## TEXT SECTION
Among patients who die after undergoing allogeneic hematopoietic SCT, the cause is GVHD in approximately 7% (Figure 10). In an Education Program at the 60th American Society of Hematology annual meeting, Dr Robert Zeiser discussed novel approaches to the treatment of acute and chronic GVHD that develops after allogeneic hematopoietic SCT.^1-3 Early studies of ruxolitinib in the acute GVHD setting were predicated on the idea that inhibition of the JAK1/2 proteins could interfere with activation of effector T cells and reduce proinflammatory cytokines that are associated with manifestations of GVHD, such as inflammation, tissue damage, and fibrosis.⁴ In an allogeneic hematopoietic SCT mouse model with a major mismatch of the major histocompatibility complex, treatment with ruxolitinib was associated with superior weight maintenance and significantly improved survival compared with controls (P<.0001). At days 8, 14, and 29 after allogeneic hematopoietic SCT, GVHD histology scores were significantly better in the small intestine, large intestine, and liver with ruxolitinib vs the controls (P<.05). Ruxolitinib significantly decreased inflammatory cytokine production after allogeneic hematopoietic SCT while increasing the production of regulatory T cells. Other studies confirmed the concept that JAK1/2 blockade could reduce GVHD while preserving graft-vs-tumor effects, and retrospective studies showed responses in patients with corticosteroid-refractory GVHD.^5-8 The mechanism by which JAK inhibition reduces GVHD depends on inhibition of the C2TA/major histocompatibility complex class II axis in dendritic cells.⁹ JAK1/2 inhibition also affects neutrophil migration, an early event in the development of acute GVHD.¹⁰ Conditioning therapies administered prior to SCT can damage the intestinal tract, which in turn promotes inflammation and contributes to the onset of acute GVHD. During the onset of acute GVHD, neutrophils migrate to the ileum and then to mesenteric lymph nodes, where they affect T-cell expansion through antigen presentation by major histocompatibility complex class II molecules. Inhibition of JAK1/2 decreased the migration of neutrophils into the mesenteric lymph nodes and reduced major histocompatibility complex class II expression. JAK1/2 inhibition is being investigated in prospective, randomized phase 3 trials in patients with corticosteroid-refractory GVHD.^11-13

Inhibition of mitogen-activated protein kinase (MEK) and Bruton tyrosine kinase has shown promise in the management of GVHD. MEK acts downstream of RAS, and thus plays a role in mediating the survival, activation, and migration of lymphatic cells. The RAS/MEK/ERK pathway is preferentially activated in naive and central memory human T cells. In vitro inhibition of MEK preferentially reduced cytokine production and alloreactivity of naive and central memory human T cells without affecting virus-directed T cells.¹⁴ In a murine major histocompatibility complex mismatch model in which all mice develop GVHD after hematopoietic SCT, treatment with selumetinib significantly reduced GVHD-associated mortality and significantly increased median overall survival vs the control treatment (34 vs 10 days; P=.01). Ibrutinib inhibits the kinase activity of Bruton tyrosine kinase and is approved by the US Food and Drug Administration for the treatment of adults with chronic GVHD after 1 or more lines of systemic therapy.¹⁵ The approval was based on results of a multicenter, open-label study in patients with active, corticosteroid-refractory, chronic GVHD.¹⁶ Forty-two patients treated with as many as 3 prior therapies received daily ibrutinib monotherapy. After a median follow-up of 13.9 months, two-thirds of patients exhibited a response, and 71% of responding patients sustained a response for at least 20 weeks. Responses were observed across all affected organs. The median use of corticosteroids decreased in responders from 0.29 mg/kg daily at baseline to 0.12 mg/kg daily at week 49. Five patients completely discontinued corticosteroid therapy. Ibrutinib reduced fibrosis, symptoms of chronic GVHD, and markers of inflammation in the plasma. The most common AEs of any grade were fatigue, diarrhea, muscle spasms, nausea, and bruising.

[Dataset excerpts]
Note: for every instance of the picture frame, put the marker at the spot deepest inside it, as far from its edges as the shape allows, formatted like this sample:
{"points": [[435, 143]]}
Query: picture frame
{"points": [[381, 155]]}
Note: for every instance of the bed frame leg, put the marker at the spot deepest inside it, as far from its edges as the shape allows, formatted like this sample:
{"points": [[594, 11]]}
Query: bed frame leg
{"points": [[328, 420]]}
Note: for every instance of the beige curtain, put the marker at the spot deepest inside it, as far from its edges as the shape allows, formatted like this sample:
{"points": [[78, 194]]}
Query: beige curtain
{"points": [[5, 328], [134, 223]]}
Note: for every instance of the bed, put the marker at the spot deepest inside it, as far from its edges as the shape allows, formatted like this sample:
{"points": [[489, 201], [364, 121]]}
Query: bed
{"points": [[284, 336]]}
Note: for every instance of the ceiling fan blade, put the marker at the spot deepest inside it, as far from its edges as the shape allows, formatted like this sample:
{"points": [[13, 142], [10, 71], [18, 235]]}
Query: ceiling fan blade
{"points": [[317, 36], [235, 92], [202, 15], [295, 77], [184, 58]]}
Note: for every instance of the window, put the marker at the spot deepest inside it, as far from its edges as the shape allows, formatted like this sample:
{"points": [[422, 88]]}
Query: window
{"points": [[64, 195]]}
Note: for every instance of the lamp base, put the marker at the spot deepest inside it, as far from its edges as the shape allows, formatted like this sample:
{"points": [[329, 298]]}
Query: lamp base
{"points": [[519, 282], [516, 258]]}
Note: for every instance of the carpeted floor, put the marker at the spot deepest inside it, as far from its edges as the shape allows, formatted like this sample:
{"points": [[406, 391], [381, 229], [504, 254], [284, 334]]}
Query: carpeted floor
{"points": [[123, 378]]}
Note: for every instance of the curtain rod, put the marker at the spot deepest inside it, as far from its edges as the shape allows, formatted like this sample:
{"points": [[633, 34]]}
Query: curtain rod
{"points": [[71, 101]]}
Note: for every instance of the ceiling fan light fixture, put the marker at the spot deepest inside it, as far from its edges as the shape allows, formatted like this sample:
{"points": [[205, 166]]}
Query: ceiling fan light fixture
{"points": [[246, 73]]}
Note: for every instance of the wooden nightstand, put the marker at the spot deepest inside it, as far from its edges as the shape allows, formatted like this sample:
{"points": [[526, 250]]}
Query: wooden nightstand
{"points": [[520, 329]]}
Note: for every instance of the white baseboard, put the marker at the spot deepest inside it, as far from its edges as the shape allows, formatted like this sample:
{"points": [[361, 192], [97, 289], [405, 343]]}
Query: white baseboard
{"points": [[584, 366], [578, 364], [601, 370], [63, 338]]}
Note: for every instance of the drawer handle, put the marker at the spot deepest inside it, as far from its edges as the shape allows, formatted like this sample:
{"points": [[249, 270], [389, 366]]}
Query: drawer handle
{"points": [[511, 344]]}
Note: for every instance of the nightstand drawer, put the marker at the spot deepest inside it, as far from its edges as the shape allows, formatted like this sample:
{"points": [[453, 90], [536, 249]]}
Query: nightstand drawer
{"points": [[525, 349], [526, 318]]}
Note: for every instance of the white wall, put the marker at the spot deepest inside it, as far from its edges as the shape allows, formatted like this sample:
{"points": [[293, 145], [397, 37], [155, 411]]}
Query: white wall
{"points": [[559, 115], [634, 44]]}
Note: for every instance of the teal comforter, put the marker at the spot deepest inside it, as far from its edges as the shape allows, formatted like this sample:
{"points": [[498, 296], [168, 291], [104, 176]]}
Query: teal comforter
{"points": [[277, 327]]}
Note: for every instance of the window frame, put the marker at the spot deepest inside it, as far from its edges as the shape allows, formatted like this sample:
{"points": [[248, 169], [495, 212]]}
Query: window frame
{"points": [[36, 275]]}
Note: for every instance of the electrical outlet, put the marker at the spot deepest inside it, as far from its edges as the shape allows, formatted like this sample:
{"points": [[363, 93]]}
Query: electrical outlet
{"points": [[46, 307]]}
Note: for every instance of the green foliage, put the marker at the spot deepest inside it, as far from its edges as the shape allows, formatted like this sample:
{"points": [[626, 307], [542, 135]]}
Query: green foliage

## ABOUT THIS TASK
Please say whether each statement agrees with the GVHD treatment text, answering yes or no and quoting the words from it that decide. 1. In the murine model, selumetinib raised median overall survival above that of the control treatment. 2. Inhibition of JAK1/2 increased the migration of neutrophils into the mesenteric lymph nodes. 3. Ten patients in the ibrutinib study completely discontinued corticosteroid therapy. The entries are separate material and have no connection to the GVHD treatment text.

## YOUR SOLUTION
1. Yes: "significantly increased median overall survival vs the control treatment (34 vs 10 days; P=.01)"
2. No: "Inhibition of JAK1/2 decreased the migration of neutrophils into the mesenteric lymph nodes"
3. No: "Five patients completely discontinued corticosteroid therapy."